╭─ Dataset records
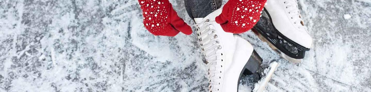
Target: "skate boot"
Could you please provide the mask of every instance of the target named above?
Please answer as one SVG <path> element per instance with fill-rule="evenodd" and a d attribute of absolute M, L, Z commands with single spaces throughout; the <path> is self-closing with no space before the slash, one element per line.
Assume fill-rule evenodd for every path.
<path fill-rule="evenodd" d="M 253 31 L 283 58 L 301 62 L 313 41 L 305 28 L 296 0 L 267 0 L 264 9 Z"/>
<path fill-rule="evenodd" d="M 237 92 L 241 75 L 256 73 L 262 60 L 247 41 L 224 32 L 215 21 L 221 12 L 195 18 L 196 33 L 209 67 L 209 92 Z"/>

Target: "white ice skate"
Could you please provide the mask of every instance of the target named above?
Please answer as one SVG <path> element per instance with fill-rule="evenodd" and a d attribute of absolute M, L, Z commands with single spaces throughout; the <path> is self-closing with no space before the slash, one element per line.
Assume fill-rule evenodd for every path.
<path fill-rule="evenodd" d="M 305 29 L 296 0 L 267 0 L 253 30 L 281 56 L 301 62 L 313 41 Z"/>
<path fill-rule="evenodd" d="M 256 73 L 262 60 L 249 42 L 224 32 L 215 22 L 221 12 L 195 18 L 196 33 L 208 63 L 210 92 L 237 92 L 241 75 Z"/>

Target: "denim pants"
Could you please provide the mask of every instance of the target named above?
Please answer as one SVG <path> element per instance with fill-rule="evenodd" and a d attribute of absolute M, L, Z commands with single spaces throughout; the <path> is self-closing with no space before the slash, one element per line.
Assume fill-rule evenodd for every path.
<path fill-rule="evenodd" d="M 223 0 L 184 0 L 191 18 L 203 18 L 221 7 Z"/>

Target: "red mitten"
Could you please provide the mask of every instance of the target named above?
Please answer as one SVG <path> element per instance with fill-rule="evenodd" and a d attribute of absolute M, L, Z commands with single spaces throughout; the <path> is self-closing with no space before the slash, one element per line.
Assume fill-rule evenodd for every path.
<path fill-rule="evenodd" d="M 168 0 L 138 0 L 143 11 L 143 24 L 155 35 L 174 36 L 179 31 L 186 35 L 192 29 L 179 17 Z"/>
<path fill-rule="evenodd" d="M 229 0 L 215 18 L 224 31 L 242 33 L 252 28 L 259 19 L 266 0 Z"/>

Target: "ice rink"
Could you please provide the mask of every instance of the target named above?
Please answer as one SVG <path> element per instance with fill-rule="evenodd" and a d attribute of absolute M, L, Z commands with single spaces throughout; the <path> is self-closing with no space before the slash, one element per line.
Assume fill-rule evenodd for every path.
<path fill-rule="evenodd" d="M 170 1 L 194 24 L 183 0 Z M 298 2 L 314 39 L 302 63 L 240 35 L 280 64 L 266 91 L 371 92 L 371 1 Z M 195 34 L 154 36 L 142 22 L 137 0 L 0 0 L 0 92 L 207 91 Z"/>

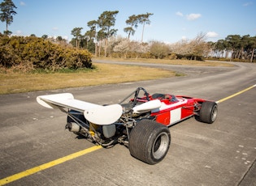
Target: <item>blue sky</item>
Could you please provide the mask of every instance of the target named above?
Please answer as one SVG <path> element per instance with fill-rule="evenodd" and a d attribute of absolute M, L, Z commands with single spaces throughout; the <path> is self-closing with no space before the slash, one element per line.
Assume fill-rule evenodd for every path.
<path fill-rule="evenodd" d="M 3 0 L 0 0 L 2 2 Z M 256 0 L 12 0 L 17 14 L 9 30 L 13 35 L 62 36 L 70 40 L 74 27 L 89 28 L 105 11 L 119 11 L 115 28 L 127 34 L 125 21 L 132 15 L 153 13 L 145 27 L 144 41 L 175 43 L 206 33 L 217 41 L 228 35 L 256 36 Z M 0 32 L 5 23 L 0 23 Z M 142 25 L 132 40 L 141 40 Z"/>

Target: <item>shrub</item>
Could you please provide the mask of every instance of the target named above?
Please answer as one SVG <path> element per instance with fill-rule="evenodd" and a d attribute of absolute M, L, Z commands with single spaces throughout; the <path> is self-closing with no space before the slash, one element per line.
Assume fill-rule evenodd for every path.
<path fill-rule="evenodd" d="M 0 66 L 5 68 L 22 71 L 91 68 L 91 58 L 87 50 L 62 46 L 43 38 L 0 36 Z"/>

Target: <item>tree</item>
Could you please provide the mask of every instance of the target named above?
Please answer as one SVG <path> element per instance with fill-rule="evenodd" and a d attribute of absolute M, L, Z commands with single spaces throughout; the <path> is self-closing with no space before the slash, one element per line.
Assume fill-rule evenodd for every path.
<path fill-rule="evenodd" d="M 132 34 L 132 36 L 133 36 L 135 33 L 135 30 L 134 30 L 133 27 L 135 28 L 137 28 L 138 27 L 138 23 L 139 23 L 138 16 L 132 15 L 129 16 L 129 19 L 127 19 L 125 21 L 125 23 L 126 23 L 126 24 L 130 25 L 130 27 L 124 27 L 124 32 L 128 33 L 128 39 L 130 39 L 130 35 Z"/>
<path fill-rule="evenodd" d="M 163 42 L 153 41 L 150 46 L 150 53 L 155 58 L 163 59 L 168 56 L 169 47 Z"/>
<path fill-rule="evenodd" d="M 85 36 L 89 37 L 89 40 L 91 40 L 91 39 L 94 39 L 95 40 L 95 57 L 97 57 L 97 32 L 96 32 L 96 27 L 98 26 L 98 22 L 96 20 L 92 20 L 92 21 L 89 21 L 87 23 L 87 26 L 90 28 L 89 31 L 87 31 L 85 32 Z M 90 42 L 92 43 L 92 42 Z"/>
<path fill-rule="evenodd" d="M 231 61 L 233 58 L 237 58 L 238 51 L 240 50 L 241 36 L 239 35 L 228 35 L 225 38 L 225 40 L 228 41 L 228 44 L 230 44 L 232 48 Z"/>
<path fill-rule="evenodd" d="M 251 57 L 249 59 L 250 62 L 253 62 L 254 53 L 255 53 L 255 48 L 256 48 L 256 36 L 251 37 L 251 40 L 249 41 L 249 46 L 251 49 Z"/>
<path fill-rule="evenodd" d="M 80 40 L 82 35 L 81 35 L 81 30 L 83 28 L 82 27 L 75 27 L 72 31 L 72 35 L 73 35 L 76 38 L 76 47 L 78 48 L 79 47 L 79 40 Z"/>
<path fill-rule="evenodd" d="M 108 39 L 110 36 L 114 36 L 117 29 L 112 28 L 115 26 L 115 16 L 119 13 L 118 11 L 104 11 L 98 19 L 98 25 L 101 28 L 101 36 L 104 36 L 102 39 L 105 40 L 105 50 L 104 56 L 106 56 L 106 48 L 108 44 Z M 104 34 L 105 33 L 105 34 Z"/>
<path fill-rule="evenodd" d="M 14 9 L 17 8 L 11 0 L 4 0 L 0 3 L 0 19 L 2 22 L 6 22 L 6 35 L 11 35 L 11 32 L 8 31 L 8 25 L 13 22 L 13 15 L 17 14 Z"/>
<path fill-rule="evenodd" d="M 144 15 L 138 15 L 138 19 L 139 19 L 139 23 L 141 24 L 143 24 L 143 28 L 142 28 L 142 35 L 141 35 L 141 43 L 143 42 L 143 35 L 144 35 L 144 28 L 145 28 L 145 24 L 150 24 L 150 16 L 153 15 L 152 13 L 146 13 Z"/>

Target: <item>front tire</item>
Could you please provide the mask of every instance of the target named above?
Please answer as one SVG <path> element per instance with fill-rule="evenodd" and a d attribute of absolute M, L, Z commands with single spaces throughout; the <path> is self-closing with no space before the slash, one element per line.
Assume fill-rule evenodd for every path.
╰─
╭─ Dataset records
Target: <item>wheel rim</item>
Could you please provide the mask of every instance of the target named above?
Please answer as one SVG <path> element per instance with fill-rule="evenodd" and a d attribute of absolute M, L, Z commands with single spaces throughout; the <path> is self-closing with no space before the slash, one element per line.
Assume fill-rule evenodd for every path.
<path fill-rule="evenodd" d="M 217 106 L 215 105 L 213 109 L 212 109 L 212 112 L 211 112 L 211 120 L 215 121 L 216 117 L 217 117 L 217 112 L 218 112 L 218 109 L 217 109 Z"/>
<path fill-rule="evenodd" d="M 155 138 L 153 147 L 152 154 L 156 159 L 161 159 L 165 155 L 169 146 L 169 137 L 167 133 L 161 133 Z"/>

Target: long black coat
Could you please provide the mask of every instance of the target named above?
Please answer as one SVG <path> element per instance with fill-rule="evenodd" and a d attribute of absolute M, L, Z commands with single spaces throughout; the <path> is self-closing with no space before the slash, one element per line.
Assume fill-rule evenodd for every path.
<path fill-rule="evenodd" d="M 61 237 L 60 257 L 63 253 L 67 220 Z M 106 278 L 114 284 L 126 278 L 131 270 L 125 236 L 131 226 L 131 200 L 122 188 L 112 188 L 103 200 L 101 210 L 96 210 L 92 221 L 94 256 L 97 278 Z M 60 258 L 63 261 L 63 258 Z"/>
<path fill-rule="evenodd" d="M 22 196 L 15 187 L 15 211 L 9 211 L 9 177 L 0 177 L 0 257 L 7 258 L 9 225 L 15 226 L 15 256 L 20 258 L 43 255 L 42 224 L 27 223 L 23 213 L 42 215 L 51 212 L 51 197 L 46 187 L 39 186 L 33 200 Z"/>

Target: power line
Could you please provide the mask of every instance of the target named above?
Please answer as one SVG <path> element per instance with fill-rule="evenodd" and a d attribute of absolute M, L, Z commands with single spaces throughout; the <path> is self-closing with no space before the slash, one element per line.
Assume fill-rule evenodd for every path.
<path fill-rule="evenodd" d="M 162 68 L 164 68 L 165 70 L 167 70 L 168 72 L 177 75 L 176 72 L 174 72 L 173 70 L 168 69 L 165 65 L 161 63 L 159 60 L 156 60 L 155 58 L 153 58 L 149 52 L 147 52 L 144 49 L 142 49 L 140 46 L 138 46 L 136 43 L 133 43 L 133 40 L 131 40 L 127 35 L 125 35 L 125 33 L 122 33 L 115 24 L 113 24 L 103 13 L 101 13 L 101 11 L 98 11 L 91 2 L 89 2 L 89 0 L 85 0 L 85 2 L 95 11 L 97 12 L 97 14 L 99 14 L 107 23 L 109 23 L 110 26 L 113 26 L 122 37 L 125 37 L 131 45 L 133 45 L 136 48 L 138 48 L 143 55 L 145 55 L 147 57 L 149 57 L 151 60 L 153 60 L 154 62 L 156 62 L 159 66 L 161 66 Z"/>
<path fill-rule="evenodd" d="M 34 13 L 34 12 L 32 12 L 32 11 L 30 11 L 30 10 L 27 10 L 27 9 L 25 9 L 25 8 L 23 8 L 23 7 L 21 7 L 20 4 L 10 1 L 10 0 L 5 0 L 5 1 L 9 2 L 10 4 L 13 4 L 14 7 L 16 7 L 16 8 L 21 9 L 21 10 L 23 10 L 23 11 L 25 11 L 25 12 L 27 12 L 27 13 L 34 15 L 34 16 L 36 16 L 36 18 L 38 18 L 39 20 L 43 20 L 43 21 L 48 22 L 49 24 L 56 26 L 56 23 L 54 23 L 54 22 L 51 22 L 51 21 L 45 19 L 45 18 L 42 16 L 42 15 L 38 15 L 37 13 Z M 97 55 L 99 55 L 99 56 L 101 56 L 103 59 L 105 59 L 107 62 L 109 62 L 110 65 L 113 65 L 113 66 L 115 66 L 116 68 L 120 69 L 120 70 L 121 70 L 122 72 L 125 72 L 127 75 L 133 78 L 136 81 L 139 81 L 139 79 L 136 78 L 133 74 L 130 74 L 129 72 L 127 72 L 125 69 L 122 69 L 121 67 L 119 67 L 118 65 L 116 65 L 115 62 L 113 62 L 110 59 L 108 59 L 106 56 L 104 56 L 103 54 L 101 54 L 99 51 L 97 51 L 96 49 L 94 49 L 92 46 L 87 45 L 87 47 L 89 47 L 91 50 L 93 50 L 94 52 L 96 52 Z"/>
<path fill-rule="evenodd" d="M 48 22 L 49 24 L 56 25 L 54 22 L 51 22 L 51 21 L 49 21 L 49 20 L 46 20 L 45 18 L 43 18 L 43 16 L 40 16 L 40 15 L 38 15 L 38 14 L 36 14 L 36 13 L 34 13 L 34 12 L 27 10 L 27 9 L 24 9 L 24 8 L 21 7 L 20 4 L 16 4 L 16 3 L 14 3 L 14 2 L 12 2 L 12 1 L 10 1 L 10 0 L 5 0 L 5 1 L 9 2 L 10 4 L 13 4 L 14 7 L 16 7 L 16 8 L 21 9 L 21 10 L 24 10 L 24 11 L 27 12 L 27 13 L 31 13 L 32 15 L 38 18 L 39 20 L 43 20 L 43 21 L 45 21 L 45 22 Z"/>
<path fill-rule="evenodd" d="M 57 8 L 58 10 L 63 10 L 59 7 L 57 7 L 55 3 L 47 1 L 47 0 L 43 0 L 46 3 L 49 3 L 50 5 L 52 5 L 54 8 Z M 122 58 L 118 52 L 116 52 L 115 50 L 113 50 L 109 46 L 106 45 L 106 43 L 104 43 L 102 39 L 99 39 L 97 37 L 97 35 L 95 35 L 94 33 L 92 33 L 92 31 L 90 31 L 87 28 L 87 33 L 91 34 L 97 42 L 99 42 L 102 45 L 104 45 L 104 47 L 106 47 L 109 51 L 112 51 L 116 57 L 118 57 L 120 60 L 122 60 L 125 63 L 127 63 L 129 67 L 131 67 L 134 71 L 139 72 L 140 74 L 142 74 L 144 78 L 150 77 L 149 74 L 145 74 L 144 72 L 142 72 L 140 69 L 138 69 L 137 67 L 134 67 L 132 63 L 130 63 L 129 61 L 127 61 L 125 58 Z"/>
╰─
╭─ Dataset records
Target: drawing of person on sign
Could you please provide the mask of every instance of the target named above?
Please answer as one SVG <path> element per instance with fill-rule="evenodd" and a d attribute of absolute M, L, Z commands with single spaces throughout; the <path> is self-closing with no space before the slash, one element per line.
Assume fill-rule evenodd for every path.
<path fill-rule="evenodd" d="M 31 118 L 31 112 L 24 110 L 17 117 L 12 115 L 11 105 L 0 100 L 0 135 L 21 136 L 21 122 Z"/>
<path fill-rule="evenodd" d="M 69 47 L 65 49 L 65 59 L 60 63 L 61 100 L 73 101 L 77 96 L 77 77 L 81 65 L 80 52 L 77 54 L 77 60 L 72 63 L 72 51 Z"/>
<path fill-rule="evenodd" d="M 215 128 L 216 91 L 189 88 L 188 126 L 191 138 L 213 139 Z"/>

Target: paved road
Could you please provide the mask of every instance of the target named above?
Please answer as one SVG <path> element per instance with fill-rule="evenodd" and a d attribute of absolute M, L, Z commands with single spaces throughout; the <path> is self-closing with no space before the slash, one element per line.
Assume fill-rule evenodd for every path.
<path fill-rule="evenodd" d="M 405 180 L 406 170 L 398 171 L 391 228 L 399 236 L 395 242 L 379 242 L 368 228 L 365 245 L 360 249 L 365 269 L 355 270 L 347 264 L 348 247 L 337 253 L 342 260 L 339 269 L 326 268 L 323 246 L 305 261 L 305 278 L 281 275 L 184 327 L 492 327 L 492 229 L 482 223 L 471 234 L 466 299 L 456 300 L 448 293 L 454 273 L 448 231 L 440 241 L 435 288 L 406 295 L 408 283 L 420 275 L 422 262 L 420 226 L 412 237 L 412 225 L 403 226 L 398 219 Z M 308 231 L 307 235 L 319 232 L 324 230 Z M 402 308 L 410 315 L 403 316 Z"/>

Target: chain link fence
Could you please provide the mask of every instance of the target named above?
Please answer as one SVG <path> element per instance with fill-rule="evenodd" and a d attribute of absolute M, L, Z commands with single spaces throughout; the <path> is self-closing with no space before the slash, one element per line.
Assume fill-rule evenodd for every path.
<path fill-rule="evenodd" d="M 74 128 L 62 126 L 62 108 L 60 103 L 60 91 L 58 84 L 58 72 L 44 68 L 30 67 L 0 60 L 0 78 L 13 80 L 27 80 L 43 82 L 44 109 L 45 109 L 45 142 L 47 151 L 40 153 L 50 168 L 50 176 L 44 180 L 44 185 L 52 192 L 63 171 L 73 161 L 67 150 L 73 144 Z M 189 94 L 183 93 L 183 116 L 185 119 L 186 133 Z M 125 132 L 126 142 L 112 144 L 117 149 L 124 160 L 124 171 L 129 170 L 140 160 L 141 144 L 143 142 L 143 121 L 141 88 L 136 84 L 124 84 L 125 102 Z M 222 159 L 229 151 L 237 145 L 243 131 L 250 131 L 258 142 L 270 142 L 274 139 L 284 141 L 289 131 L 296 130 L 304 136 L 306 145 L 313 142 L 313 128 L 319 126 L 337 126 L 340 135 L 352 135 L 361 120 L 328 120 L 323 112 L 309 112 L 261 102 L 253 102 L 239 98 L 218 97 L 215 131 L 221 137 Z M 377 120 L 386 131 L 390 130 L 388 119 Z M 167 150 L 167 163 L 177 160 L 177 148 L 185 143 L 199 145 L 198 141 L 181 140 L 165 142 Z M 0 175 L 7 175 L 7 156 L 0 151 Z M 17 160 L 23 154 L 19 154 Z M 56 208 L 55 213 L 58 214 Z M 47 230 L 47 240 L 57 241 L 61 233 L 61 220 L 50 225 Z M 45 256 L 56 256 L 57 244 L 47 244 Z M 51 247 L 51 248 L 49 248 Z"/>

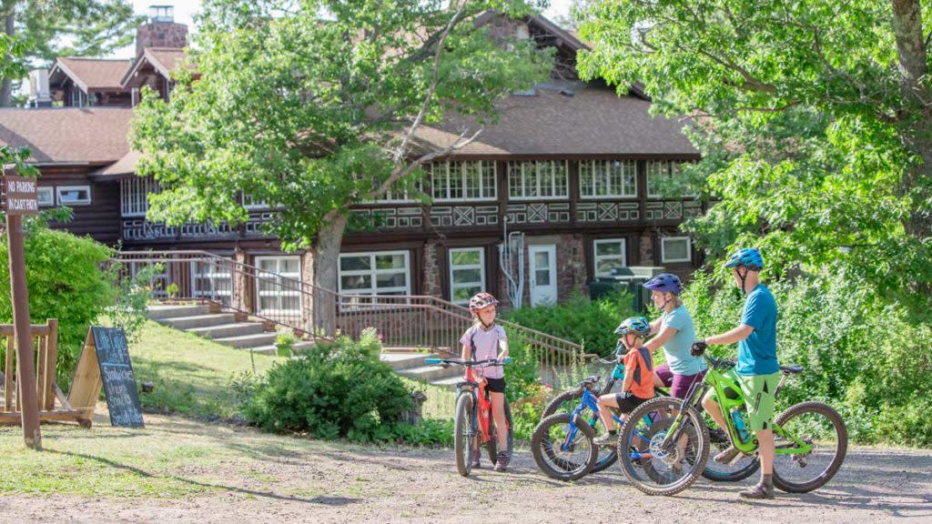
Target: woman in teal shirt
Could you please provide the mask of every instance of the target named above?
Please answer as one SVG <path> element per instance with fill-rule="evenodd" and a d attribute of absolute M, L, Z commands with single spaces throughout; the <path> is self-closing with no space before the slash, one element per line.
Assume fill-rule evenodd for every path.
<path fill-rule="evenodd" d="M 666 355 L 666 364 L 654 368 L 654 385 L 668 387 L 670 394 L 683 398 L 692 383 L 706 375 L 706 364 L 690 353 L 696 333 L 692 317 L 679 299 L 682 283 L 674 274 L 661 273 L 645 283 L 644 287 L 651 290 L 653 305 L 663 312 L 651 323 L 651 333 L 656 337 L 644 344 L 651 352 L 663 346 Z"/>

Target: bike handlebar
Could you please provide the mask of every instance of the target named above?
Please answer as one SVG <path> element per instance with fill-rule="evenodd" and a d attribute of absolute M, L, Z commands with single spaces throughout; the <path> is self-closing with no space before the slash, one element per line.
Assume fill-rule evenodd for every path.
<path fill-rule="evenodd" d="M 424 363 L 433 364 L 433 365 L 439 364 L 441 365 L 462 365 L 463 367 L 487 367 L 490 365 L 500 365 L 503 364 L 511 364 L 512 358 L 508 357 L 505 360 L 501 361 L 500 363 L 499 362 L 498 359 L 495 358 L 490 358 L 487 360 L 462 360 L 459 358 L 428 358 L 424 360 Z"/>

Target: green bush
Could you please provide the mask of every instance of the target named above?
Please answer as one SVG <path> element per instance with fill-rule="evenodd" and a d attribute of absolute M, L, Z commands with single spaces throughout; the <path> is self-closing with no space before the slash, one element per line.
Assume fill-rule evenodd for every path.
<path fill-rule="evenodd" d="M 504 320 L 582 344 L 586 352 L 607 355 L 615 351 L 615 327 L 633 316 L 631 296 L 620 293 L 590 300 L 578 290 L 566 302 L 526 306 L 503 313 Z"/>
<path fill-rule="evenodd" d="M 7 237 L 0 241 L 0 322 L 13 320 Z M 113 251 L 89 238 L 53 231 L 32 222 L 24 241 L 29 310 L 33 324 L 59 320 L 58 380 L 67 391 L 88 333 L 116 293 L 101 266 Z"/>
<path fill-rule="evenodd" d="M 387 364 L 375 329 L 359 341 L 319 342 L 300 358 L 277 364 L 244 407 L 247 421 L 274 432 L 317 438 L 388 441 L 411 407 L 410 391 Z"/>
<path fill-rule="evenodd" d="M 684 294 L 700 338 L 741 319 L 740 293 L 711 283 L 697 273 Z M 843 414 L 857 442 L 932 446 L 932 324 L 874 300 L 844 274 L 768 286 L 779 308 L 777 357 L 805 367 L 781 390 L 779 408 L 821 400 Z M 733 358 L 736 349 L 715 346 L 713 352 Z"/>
╰─
> _Your objective_: Copy the lines starting with the one containing "Target: paved road" and going on through the one containing "405 180 L 406", requests included, and offset every coordinate in the answer paths by 50. Leave out all other lines.

> _Exercise response_:
Target: paved road
Could you please provide the mask of every instance of the target named above?
Please answer as one SVG <path> element per instance with fill-rule="evenodd" and a d attribute of absolute M, L, Z commands with single spaces throughout; the <path> is self-closing with no space before the slash, one element per line.
Assume fill-rule evenodd for every path.
<path fill-rule="evenodd" d="M 455 230 L 456 220 L 448 221 L 441 278 L 449 286 L 445 292 L 429 292 L 418 278 L 415 295 L 410 299 L 415 319 L 405 320 L 397 314 L 398 297 L 387 303 L 392 310 L 389 319 L 376 318 L 373 296 L 355 311 L 355 328 L 331 325 L 234 377 L 542 377 L 542 279 L 532 273 L 521 284 L 516 349 L 506 350 L 498 343 L 504 323 L 498 281 L 490 291 L 485 338 L 456 345 L 458 333 L 470 325 L 472 312 L 470 276 L 462 287 L 462 275 L 453 276 L 448 269 Z M 358 281 L 357 285 L 369 282 L 374 280 Z M 452 358 L 460 365 L 453 366 Z"/>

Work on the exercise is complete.